▶ _WHAT YOU HAVE TO DO_:
In the note on incentive equity and the stock purchase plan, how many shares of Class A common stock does the 2025 Employee Stock Purchase Plan authorize for issuance?

▶ _PAGE TEXT_:

%%

On March 20, 2023, Gloo Holdings, LLC, established Gloo Incentives, LLC, a wholly owned subsidiary of Gloo Holdings, LLC, for the purpose of implementing an incentive equity program under which incentive awards ("Profits Units") could be issued to eligible employees or other individuals providing services to Gloo Holdings, LLC. Under this plan, Gloo Holdings, LLC was able to issue Profits Units directly to such service providers and the number of Profits Units authorized for grant was equal to 7.10% of the total issued and outstanding units of the Company.

Each Profits Unit was subject to a "hurdle" rate per share, which was determined by the board of managers of Gloo Holdings, LLC at the date of grant. Profits Units shared in distributions of Gloo Holdings, LLC in accordance with the distribution hierarchy described in *Note 18, Stockholders' Equity and Members' Deficit*, provided that no amount could be distributed with respect to Profits Units unless and until the aggregate amount distributable was equal to the hurdle for such Profits Units. Profits Units had no expiration date and grantees retained Profits Units after their employment had terminated subject to the Company's right to repurchase such Profits Units at their then fair market value. Prior to the Corporate Reorganization, all Profits Units were equity-classified with the exception of 3,115,000 units which were liability-classified due to the grantee's right to require the Company, following the grantee's termination, to repurchase all or part of the units at a price equal to four times the trailing 12-month EBITDA.

In accordance with *ASC 718*, the fair value of equity-classified Profits Units was estimated on the date of the grant, while liability-classified Profits Units were remeasured as of each reporting period end date until settlement or expiration of the award. The fair value was estimated using a hybrid valuation approach that considered an assumed initial public offering or other liquidity outcomes, including a Probability-Weighted Expected Return Method ("PWERM") and a Black-Scholes model, as applicable based on the form and timing of an expected future liquidity event. The PWERM is a scenario-based analysis that estimates common stock value based on the probability-weighted present value of future equity values for the Profits Units. The Black-Scholes model estimates the fair value of the Profits Units in other assumed scenarios by requiring the Company to make certain estimates and assumptions, such as the expected price volatility of the common shares or units, the period when the awards are outstanding, the risk-free rate and the expected dividends.

***<u>Employee Stock Purchase Plan</u>***

In advance of the Corporate Reorganization and the Company's IPO, the Company's board of directors adopted the 2025 Employee Stock Purchase Plan (the "ESPP"), which became effective on the business day immediately prior to the effective date of the registration statement for the Company's IPO. However, no offering period or purchase period will begin unless and until otherwise determined by the Company's board of directors.

------

The ESPP authorizes the issuance of 500,000 shares of the Company's Class A common stock and includes an annual "evergreen" increase on the first day of each fiscal year beginning with the fiscal year following the fiscal year in which the first enrollment date (if any) occurs, equal to the least of (i) 4,400,000 shares, (ii) 3% of the outstanding shares of all classes of common stock as of the last day of the immediately preceding fiscal year, or (iii) an amount determined by the Company's board of directors.

%%

▶ _GIVEN DATA_:
%%

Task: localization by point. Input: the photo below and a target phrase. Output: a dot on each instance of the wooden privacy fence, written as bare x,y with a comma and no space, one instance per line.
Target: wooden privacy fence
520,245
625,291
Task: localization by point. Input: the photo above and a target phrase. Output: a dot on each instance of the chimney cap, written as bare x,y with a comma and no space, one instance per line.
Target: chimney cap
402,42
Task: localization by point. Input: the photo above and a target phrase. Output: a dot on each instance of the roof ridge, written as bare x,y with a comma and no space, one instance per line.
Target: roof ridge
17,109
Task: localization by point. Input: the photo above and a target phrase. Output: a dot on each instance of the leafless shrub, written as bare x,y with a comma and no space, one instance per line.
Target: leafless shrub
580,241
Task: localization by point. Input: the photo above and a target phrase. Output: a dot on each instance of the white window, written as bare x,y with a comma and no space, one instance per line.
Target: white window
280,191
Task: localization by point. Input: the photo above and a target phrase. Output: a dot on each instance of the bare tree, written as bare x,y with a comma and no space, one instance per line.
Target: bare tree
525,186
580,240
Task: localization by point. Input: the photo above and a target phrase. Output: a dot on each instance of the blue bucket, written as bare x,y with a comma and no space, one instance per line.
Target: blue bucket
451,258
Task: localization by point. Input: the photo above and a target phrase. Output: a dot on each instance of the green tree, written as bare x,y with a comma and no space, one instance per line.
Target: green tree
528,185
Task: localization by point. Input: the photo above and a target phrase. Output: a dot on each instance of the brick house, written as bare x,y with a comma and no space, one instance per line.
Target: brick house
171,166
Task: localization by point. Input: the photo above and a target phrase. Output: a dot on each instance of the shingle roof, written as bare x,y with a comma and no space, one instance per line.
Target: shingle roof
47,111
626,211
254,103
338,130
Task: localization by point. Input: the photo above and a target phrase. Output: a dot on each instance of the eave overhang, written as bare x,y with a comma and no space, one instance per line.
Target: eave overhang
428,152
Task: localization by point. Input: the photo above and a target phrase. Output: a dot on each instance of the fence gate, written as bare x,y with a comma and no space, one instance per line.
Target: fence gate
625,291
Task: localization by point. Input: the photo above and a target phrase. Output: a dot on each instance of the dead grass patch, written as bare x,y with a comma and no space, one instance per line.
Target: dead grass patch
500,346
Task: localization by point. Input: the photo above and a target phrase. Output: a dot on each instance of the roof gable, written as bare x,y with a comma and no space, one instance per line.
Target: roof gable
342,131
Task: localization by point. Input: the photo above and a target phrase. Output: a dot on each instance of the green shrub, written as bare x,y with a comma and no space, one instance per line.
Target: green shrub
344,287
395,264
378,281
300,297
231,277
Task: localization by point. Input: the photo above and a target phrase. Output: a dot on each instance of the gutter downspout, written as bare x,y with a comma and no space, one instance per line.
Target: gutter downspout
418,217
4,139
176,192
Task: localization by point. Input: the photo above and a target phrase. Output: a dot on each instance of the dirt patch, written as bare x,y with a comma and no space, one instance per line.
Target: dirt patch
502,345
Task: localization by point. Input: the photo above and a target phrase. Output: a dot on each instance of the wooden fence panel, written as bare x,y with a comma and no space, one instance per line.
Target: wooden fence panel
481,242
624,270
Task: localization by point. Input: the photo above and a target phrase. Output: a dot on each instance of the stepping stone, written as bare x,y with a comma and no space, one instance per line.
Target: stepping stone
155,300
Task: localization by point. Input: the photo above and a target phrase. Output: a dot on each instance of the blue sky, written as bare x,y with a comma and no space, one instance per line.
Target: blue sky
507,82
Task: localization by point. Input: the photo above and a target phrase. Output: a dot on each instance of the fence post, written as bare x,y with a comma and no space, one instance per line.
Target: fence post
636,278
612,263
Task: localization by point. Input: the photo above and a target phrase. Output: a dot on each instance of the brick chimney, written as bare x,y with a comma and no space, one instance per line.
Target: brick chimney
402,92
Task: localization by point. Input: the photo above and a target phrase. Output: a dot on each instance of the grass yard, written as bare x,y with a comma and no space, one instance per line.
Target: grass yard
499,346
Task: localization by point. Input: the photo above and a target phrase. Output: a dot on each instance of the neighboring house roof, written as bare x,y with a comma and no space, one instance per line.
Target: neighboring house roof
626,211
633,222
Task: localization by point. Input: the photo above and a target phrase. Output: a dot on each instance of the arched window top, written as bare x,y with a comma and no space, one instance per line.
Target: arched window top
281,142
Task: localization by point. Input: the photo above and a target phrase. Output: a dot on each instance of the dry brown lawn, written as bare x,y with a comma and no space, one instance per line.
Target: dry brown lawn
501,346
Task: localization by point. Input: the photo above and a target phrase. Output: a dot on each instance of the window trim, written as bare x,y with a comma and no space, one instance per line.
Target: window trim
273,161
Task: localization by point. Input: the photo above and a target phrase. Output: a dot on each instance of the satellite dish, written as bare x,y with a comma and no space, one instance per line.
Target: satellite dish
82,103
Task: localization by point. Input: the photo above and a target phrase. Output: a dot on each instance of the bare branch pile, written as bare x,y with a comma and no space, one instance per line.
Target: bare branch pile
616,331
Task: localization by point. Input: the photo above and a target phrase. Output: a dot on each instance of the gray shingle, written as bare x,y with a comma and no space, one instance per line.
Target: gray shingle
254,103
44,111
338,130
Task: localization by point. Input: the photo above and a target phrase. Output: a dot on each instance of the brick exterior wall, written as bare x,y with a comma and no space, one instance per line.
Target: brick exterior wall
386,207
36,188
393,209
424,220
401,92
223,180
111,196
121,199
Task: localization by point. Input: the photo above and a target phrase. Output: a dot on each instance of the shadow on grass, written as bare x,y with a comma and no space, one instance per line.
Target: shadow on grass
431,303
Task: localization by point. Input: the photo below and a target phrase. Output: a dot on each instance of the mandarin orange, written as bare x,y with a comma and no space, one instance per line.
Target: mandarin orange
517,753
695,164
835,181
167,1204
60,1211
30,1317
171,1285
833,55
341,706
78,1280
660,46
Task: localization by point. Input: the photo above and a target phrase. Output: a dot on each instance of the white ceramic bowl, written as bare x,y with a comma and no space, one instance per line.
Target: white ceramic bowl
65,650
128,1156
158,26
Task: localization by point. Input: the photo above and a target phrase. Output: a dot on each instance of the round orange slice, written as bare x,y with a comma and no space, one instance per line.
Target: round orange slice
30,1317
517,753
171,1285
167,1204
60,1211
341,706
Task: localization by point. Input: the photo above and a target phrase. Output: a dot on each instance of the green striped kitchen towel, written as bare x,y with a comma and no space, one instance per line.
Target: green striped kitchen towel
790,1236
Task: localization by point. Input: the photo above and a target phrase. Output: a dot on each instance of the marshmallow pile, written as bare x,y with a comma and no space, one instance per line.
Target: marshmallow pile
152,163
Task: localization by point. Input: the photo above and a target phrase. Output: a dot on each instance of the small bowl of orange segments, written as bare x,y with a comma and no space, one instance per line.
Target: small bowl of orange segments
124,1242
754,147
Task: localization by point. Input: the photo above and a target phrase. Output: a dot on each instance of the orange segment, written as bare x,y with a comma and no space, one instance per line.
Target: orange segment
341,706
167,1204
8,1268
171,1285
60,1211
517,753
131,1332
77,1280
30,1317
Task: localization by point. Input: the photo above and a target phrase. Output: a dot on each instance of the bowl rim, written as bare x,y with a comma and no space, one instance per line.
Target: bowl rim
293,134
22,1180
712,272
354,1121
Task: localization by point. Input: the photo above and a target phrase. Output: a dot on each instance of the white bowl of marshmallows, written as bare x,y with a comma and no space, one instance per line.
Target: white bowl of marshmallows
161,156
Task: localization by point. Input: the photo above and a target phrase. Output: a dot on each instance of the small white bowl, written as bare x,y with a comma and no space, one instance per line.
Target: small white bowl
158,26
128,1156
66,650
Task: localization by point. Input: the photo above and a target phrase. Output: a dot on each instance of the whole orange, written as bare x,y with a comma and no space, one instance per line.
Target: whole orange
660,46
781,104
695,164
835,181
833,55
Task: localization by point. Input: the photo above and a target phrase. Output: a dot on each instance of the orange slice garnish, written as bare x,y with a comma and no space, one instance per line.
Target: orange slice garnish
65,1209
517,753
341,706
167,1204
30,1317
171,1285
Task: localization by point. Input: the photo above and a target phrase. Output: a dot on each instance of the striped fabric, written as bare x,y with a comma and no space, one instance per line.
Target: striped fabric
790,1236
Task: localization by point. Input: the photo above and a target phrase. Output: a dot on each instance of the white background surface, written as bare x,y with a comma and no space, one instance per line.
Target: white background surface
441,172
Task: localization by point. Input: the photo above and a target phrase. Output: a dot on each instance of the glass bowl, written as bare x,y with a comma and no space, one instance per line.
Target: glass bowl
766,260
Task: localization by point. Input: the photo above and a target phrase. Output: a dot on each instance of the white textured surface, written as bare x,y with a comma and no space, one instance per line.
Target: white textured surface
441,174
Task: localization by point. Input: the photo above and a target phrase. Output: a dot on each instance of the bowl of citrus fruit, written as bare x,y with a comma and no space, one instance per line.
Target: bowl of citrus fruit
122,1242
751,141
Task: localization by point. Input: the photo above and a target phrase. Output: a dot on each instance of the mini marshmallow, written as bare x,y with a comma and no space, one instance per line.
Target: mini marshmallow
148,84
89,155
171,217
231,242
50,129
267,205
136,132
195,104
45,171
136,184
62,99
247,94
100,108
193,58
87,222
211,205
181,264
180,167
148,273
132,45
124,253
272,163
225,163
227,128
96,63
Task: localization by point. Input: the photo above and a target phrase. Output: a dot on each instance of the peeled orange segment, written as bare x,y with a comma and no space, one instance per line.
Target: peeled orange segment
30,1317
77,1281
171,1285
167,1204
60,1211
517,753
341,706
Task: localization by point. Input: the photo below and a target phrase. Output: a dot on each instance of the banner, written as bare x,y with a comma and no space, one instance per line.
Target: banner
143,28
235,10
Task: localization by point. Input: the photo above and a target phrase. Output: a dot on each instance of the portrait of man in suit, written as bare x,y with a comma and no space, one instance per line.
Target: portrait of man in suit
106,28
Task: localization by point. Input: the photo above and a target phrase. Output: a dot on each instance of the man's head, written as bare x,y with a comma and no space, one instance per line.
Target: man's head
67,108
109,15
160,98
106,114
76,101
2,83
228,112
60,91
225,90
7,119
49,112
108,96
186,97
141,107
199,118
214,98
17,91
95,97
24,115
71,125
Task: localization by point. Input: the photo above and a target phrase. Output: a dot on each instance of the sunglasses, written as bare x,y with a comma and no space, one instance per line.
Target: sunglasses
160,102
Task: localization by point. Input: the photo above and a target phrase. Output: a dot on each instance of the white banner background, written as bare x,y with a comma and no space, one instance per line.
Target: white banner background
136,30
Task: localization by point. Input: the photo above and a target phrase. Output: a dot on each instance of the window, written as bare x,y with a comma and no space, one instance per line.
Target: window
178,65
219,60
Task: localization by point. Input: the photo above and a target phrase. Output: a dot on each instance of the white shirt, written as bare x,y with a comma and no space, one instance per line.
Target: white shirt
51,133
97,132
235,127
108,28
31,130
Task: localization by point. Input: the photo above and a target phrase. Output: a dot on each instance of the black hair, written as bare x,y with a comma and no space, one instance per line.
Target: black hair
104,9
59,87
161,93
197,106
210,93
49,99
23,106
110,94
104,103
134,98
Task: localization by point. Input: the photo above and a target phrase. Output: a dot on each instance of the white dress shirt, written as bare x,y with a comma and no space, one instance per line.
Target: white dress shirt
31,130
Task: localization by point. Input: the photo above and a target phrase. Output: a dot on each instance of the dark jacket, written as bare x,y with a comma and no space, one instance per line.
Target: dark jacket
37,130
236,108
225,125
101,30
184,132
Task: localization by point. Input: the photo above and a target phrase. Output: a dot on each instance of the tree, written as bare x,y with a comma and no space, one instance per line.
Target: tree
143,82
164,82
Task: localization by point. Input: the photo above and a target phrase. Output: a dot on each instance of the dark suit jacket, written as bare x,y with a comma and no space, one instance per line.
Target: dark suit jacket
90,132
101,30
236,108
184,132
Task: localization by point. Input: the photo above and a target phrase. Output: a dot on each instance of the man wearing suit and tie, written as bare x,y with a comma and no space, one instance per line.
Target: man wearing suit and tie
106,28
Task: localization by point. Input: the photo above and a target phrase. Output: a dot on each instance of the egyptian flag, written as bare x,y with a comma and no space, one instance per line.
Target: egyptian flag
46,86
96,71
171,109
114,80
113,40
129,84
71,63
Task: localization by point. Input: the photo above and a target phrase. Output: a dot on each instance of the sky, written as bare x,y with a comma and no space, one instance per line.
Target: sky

%%

▶ _COMPLETED EXERCISE_:
500,000 shares